Short task: Starting at the first line of the data and ending at the line that contains "x=98, y=226", copy every line, requests included, adding 84 to each coordinate value in the answers.

________

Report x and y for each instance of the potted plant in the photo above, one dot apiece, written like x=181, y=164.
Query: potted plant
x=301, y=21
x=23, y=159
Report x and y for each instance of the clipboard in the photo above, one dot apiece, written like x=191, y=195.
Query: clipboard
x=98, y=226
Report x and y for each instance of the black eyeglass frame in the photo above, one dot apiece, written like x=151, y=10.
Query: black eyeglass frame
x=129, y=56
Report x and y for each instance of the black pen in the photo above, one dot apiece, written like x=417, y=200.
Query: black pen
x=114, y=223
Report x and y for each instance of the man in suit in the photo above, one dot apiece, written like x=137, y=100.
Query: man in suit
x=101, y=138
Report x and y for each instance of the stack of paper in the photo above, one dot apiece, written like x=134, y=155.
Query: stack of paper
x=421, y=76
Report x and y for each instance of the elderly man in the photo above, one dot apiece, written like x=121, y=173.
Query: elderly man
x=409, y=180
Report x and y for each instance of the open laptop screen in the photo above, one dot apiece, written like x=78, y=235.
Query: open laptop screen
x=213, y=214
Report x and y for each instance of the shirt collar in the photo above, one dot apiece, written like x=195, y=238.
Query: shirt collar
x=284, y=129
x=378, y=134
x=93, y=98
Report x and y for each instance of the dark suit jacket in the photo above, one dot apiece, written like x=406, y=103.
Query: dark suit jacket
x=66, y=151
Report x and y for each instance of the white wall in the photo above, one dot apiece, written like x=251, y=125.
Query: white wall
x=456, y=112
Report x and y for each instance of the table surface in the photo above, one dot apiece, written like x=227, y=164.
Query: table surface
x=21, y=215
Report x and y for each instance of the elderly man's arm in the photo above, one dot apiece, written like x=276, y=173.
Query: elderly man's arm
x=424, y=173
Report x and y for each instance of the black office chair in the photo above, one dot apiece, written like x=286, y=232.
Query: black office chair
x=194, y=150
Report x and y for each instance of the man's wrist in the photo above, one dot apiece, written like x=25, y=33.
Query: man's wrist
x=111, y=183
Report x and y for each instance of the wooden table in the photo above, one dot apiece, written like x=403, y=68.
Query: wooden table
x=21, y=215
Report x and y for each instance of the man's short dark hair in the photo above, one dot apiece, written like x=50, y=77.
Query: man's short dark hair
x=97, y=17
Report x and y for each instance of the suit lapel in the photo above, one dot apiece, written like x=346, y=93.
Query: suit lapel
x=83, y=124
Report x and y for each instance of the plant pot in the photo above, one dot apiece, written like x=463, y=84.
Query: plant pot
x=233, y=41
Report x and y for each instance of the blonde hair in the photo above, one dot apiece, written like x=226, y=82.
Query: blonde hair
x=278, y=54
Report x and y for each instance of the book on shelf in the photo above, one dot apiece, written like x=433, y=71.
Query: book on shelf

________

Expected answer:
Report x and y for each instance of the potted plant in the photo above, one dot apiece, written like x=181, y=164.
Query: potted plant
x=385, y=105
x=107, y=243
Report x and y for each instance of the clipboard in the photo above, one dot apiece, written like x=191, y=195.
Query: clipboard
x=182, y=310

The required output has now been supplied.